▶ TASK DESCRIPTION: Please extend the article below on new options for older patients with AML, picking up right after its final sentence.

▶ PASSAGE TO READ:
New options for older patients with AML

Blood cancers

By Tony James

20 Oct 2015

Newer hypomethylating agents like azacitidine offer hope for older patients with acute myeloid leukaemia, according to Professor Hervé Dombret from the University Hospital Saint-Louis in Paris.

“The current approach subdivides older patients into those capable of tolerating intensive chemotherapy, those who may only tolerate low-intensity therapy such as low-dose cytarabine or hypomethylating agents like azacitidine, decitabine or guadecitabine, and those who will only tolerate best supportive care,” he said.

Decitabine was approved in Europe for the treatment of AML in 2012. Azacitadine is thought to be close to European approval, following the results of a phase 3 study by Professor Dombret and international colleagues including Professor John Seymour from the Peter MacCallum Cancer Centre in Melbourne.

▶ LISTED ENTRIES:

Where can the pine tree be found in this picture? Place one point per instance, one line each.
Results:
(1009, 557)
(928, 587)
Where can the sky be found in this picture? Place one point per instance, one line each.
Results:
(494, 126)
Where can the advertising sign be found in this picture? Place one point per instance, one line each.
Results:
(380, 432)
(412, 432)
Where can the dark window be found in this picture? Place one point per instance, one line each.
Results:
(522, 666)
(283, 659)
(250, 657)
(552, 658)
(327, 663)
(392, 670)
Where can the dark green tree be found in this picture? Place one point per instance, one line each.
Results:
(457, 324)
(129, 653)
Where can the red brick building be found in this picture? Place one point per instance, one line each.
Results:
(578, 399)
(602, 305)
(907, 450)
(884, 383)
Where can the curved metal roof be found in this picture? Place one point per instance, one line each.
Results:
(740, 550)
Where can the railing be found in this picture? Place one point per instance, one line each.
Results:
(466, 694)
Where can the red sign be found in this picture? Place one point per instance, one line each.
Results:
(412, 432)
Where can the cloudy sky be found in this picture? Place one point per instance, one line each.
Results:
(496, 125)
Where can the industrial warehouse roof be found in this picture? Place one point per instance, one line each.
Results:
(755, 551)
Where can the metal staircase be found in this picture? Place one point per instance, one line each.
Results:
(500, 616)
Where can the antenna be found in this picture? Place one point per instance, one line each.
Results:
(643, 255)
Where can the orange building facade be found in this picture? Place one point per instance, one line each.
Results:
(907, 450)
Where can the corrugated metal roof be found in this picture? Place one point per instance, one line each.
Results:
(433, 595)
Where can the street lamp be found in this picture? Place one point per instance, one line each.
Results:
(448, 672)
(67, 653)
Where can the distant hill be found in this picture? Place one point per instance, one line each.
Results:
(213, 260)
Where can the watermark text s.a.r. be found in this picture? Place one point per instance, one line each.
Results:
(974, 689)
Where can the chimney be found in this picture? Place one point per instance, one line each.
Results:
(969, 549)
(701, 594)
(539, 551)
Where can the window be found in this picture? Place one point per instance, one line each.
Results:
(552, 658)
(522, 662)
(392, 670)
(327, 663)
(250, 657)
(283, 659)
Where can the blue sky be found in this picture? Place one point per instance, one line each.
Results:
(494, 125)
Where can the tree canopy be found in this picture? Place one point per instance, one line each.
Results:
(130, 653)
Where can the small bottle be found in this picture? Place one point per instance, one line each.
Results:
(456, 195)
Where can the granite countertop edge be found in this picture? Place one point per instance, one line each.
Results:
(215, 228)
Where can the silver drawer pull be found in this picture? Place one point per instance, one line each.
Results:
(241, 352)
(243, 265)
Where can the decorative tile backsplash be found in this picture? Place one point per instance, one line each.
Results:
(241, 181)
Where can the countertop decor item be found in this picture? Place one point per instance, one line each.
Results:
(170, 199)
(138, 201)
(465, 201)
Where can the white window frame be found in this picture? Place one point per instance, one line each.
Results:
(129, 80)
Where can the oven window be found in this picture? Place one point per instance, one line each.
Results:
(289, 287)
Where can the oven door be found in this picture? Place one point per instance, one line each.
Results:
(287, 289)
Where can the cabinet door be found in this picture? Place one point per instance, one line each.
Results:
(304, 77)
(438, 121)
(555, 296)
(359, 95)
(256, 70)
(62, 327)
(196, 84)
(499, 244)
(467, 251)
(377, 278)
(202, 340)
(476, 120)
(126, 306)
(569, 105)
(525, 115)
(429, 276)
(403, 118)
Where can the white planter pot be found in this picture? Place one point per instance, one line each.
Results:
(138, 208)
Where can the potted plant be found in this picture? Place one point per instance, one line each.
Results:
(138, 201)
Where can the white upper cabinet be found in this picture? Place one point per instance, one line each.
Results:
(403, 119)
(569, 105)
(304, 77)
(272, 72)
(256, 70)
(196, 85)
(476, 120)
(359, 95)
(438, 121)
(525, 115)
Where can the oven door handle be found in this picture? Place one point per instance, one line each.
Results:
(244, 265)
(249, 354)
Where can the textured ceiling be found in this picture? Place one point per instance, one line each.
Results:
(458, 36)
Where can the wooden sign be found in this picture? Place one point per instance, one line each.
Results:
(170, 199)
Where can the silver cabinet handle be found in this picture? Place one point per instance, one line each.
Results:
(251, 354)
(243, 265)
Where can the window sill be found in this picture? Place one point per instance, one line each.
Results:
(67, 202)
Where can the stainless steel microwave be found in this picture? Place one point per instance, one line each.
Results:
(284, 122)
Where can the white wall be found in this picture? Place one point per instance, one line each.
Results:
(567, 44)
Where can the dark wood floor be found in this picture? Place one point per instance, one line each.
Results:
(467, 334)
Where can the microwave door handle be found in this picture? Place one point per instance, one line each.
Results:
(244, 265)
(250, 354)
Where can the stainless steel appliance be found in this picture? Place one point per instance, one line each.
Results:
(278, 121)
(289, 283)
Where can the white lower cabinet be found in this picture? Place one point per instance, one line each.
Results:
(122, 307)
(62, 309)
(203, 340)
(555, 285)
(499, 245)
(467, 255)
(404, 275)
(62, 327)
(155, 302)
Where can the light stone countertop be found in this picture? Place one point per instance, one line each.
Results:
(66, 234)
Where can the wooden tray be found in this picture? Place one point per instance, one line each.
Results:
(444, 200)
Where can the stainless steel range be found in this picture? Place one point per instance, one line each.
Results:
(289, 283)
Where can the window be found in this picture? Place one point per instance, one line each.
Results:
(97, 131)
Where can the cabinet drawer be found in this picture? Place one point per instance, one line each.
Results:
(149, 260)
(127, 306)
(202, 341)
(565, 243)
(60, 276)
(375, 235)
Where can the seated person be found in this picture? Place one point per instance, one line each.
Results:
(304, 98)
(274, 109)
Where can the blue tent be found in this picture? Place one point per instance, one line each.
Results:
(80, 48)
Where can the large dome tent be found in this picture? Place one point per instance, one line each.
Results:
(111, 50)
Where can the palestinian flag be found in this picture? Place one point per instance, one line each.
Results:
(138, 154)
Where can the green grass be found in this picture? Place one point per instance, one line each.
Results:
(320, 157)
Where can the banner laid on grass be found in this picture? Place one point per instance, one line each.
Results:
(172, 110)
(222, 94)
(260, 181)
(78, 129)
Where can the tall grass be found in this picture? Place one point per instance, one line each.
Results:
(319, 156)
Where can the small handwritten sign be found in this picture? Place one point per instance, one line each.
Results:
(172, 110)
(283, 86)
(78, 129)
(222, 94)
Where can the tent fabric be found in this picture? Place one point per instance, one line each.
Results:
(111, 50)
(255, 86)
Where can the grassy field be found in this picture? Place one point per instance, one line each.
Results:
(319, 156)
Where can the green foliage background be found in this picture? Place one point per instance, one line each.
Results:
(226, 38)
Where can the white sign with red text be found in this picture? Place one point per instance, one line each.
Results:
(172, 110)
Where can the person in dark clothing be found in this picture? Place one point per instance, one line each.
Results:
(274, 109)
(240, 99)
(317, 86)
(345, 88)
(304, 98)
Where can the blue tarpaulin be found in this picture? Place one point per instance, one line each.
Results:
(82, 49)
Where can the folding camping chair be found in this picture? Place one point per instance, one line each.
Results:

▶ RESPONSE BELOW:
The study, reported in Blood (2015; 126: 291-300), recruited patients aged 65 or more with newly-diagnosed AML and >30% bone marrow blasts.

They were randomised to azacitadine or conventional care, pre-selected as either standard induction chemotherapy, low-dose cytarabine or best supportive care on the basis of age, performance status, comorbidities and local practice.

There was a trend to improved median overall survival with azacitadine (10.4 vs 6.5 months, p=0.10), and it was better tolerated than conventional chemotherapy.

“Overall survival with azacitadine was superior to intensive chemotherapy in some subgroups of patients, including those with adverse cytogenetics and other risk factors,” Professor Dombret said.

Trials of hypomethylating agents combined with other drugs such as vosaroxin and sorafenib are now in progress.

Professor Dombret described the challenges of conducting clinical trials in older AML patients, who averaged 75 years in the azacitadine study.

“The classic outcome of overall survival might not be the best measure in these patients,” he said.

“They often have a high level of comorbidity, they may die of other causes, and adherence with treatment can be poor.”

Quality of life is also an important issue given the short median survival times, with a need to strike the right balance between quality and quantity of life for the individual patient.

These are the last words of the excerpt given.